## Text shown
In the present case, the gauged
worldsheet supercurrent $G$ is given by
\eqn\gsl{G(z)={2\over k}(\eta_{AB}\psi^Aj^B
-{i\over 3k}\epsilon_{ABC}\psi^A\psi^B\psi^C)
+{2\over k'}(\chi^ak_a
-{i\over 3k'}f_{abc}\chi^a\chi^b\chi^c)+G_{\rm rest}}
where $G_{\rm rest}$ is the contribution to $G$ of the
degrees of freedom that complete \Jp,
\normferm\ to a critical string theory. The relevant dimension
$\half$ superconformal primaries are $\psi^A$ and $\chi^a$.
The corresponding upper components are $J^A$, $K^a$ \Jp,
in terms of which the charges have the same form as in
the bosonic case \spcons, \tkcons, respectively.
In particular, they satisfy the $SL(2,R)\times G$ algebra.

The global symmetry algebra can again be
extended to a semi-direct
product of Virasoro and affine $G$ \virfull, \kacmd.
The $\hat G$ affine Lie algebra generators are:
\eqn\TnGxg{T_n^a=\oint dz \{G_{-1/2},\chi^a\gamma^n(z)\}}
The Virasoro generators $L_n$ are:
\eqn\virnow{\eqalign{-L_n=&\oint dz \left\{G_{-1/2},
(1-n^2)\psi^3\gamma^n+{n(n-1)\over 2}\psi^-\gamma^{n+1}
+{n(n+1)\over 2}\psi^+\gamma^{n-1}(z)\right\}\cr
=&\oint dz \left[(1-n^2)J^3\gamma^n+{n(n-1)\over2}J^-\gamma^{n+1}
+{n(n+1)\over2}J^+\gamma^{n-1}\right]\cr}}
In the second line of \virnow\ we used the fact that all
the terms in which $G_{-{1/2}}$ acts on $\gamma$ cancel. 
Note that this way of writing $L_n$ is the same as \formvir,
which can also be simplified as \newvir. In fact, this result
should have been anticipated because \formvir\ only uses the
presence of $SL(2)$.

## Record list
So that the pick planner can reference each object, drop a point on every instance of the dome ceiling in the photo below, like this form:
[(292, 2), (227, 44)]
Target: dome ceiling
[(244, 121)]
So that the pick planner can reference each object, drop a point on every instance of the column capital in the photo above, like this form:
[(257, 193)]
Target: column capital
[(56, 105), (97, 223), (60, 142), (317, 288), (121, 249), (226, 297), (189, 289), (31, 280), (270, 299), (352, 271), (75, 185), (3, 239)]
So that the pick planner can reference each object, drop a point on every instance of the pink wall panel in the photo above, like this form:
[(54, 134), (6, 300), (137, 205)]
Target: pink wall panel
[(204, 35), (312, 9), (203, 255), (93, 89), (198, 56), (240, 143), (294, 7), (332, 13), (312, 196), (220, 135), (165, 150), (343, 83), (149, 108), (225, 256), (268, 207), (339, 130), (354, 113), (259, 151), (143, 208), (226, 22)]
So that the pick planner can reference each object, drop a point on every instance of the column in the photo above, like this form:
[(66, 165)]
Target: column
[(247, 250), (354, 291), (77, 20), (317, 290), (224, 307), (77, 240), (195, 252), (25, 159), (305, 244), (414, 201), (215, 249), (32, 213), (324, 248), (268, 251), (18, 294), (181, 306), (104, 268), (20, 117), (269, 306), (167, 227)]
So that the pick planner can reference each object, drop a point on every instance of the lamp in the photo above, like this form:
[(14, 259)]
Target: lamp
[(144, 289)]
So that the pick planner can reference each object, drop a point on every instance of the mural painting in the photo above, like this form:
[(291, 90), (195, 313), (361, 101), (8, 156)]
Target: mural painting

## Instructions
1) In the supercurrent text, rewrite the part that opens with the words containing "In the present" and closes with "the $SL(2,R)\times G$ algebra.", putting "world-sheet" in place of "worldsheet".
2) Carry on the supercurrent text from where it stops.
None of the data above is needed.

## Final answers
1)
In the present case, the gauged
world-sheet supercurrent $G$ is given by
\eqn\gsl{G(z)={2\over k}(\eta_{AB}\psi^Aj^B
-{i\over 3k}\epsilon_{ABC}\psi^A\psi^B\psi^C)
+{2\over k'}(\chi^ak_a
-{i\over 3k'}f_{abc}\chi^a\chi^b\chi^c)+G_{\rm rest}}
where $G_{\rm rest}$ is the contribution to $G$ of the
degrees of freedom that complete \Jp,
\normferm\ to a critical string theory. The relevant dimension
$\half$ superconformal primaries are $\psi^A$ and $\chi^a$.
The corresponding upper components are $J^A$, $K^a$ \Jp,
in terms of which the charges have the same form as in
the bosonic case \spcons, \tkcons, respectively.
In particular, they satisfy the $SL(2,R)\times G$ algebra.

2)
We emphasize that in \TnGxg, \virnow\ $G_{-1/2}$ is a
{\it worldsheet} supercharge, while $T^a_n$, $L_n$ are
{\it spacetime} symmetry generators. It is not difficult
to verify by direct calculation that the generators
\TnGxg, \virnow\ satisfy the algebra \virfull, \kacmd,
with the central charges \stlevel, \cspacetime.

Just as in the bosonic case, one can construct
physical states which are primaries of the conformal
algebra \virnow. For simplicity, we describe
the construction for spinless operators
(both on the worldsheet and in spacetime).
These are obtained by taking a primary of the
$N=1$ worldsheet superconformal algebra on $\NN$, $W_N$,
with scaling dimension $\Delta_L=\Delta_R=N$, and
dressing it with a superconformal primary on $AdS_3$.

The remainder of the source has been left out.